:: AUFGABEN UND ÜBUNGEN ::
1) In welchen Gremien sitzt Dahlemann laut dem Artikel über den Auftritt in Torgelow?
2) Wiederhole aus dem Artikel über den Auftritt in Torgelow wortgetreu den Abschnitt, der mit „Patrick Dahlemann ist“ beginnt und bis einschließlich „YouTube für Aufsehen.“ reicht.

#### AUSGANGSTEXT

Patrick Dahlemann ist 25 Jahre alt, Kommunalpolitiker der SPD. Bei einer NPD-Kundgebung gegen Asylbewerber in Mecklenburg-Vorpommern ergriff er das Wort - und stahl den rechtsextremen Funktionären die Show. Der Auftritt sorgt nun bei YouTube für Aufsehen.
Von Robert Ackermann und Christina Hebel

Hamburg/Torgelow - Torgelow, ein 8700-Einwohner-Städtchen in Mecklenburg-Vorpommern. Knapp ein Dutzend NPD-Anhänger hat sich vor einer Wohnblock-Siedlung aufgestellt, hinter ihnen ein Lastwagen mit dem Logo der Rechtsextremen und der Aufschrift: "Asylflut stoppen". Der NPD-Landeschef Stefan Köster versucht, gegen ein geplantes Asylbewerberheim in einem der leerstehenden Häuser Stimmung zu machen. Auch Gegendemonstranten haben sich versammelt, darunter SPD-Kommunalpolitiker Patrick Dahlemann.

Köster will ihn wohl herausfordern, ruft ihn beim Namen und bietet ihm das Mikrofon an. Dahlemann nimmt an, stellt sich an das Pult der Rechtsextremen. Knapp fünf Minuten Redezeit bekommt der Sozialdemokrat - er weiß sie zu nutzen. Der 25-Jährige wehrt sich gegen die Parolen der rechtsextremen Partei gegen Asylbewerber, appelliert an die Menschlichkeit der Bewohner in Torgelow. Ein Auszug aus seiner Gegenrede:

"Ich verstehe, dass Sie vor allem Angst haben, aber bitte fallen Sie darauf nicht rein, was Ihnen die aus dem gesamten Land eingeflogenen Neonazis zu sagen haben", rief Dahlemann (Minute 1:57).

Oder: "Bitte vergessen Sie nicht, das sind Menschen, die freiwillig bereit sind, ihre Heimat zu verlassen, weil sie Angst um ihr Leben haben, weil sie Angst haben, ihre politische Meinung zu vertreten oder weil sie aufgrund einer anderen Hautfarbe und ihrer Religion verfolgt werden." (Minute 1:30)

Oder: "Einfache, platte Phrasen wie diese hier (Dahlemann zeigt dabei auf den NPD-Lkw) lösen unsere Probleme nicht." (Minute 2:30)

Es ist ein mutiger Auftritt des Sozialdemokraten , der sich Ende Juli vergangenen Jahres ereignete und nun auch bei YouTube  für Aufsehen sorgt. Dahlemann, der im Torgelower Stadtrat und im Kreistag Vorpommern-Greifswald sitzt, spricht trotz der ununterbrochenen Buh-Rufe, Pöbeleien und Beleidigungen der anwesenden Rechtsextremen frei und souverän.

########
#### ERFASSTE DATEN

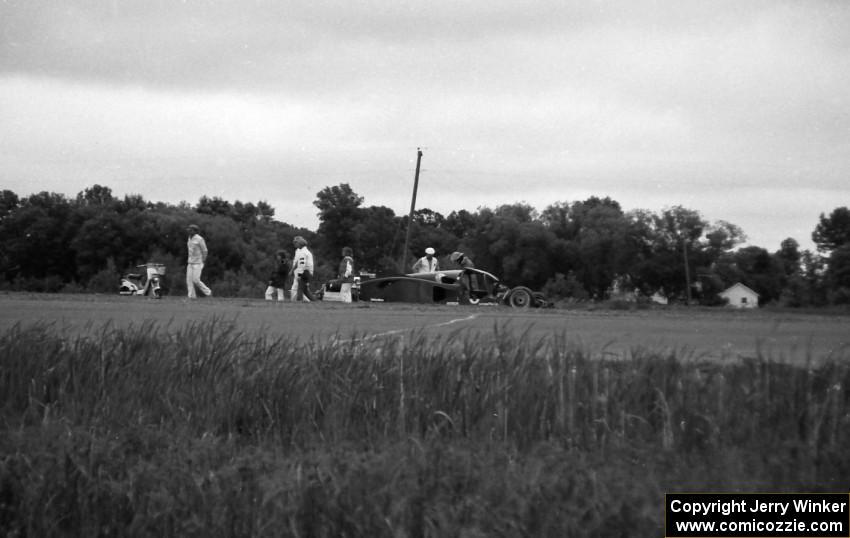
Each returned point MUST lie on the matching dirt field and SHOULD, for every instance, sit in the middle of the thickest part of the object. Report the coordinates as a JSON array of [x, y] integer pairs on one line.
[[715, 333]]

########

:: LÖSUNGEN ::
1) Im Torgelower Stadtrat und im Kreistag Vorpommern-Greifswald.

2)
Patrick Dahlemann ist 25 Jahre alt, Kommunalpolitiker der SPD. Bei einer NPD-Kundgebung gegen Asylbewerber in Mecklenburg-Vorpommern ergriff er das Wort - und stahl den rechtsextremen Funktionären die Show. Der Auftritt sorgt nun bei YouTube für Aufsehen.